__DATA FOR REVIEW__:
================================

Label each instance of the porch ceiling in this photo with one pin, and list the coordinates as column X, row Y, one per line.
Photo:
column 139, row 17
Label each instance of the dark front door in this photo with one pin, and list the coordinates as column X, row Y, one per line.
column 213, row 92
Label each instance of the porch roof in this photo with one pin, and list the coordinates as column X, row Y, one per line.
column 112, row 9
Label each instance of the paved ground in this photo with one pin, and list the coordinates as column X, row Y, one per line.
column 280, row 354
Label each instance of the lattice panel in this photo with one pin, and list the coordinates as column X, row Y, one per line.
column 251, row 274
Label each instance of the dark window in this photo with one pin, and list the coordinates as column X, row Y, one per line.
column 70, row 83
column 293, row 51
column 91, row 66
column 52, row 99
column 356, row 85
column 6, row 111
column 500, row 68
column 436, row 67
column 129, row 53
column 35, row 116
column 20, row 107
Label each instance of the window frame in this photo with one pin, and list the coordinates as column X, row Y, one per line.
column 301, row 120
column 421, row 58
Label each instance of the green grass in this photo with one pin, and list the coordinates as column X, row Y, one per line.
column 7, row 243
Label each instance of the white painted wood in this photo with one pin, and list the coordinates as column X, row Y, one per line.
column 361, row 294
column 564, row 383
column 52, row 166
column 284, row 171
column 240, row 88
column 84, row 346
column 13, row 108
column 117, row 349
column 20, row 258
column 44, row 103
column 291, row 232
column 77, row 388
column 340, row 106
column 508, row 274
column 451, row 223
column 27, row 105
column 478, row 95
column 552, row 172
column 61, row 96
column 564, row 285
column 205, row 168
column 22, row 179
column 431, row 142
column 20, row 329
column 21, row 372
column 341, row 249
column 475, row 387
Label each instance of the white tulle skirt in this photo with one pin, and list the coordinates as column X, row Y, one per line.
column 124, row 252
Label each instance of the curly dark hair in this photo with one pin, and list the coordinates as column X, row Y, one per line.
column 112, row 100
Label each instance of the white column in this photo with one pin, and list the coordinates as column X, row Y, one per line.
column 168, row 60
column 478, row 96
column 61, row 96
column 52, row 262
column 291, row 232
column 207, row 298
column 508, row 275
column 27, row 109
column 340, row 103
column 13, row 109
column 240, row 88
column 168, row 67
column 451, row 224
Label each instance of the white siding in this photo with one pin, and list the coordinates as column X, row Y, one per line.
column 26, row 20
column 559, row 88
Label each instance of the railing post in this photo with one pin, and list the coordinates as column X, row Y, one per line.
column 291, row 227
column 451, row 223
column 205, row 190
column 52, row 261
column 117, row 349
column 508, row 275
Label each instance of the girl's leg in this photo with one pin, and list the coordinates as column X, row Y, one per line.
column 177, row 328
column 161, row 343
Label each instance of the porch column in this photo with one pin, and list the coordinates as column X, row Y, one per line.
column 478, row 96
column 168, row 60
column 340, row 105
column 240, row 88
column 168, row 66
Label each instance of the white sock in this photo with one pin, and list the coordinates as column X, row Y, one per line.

================================

__YOUR GOAL__: Write out only those lines of the entries that lie between the line containing "Label each instance of the girl's" and the last line, inclusive, reproducing them exactly.

__WRITTEN RESPONSE__:
Label each instance of the girl's leg in this photo with one pin, and list the coordinates as column X, row Y, one per line.
column 177, row 328
column 161, row 343
Label each instance of the porch column in this photo with one pin, and list the coordinates as column X, row Y, one per line.
column 478, row 96
column 168, row 60
column 340, row 105
column 240, row 88
column 168, row 66
Label each instance of the white sock in this photo with one pin, and list the coordinates as column X, row Y, one per line.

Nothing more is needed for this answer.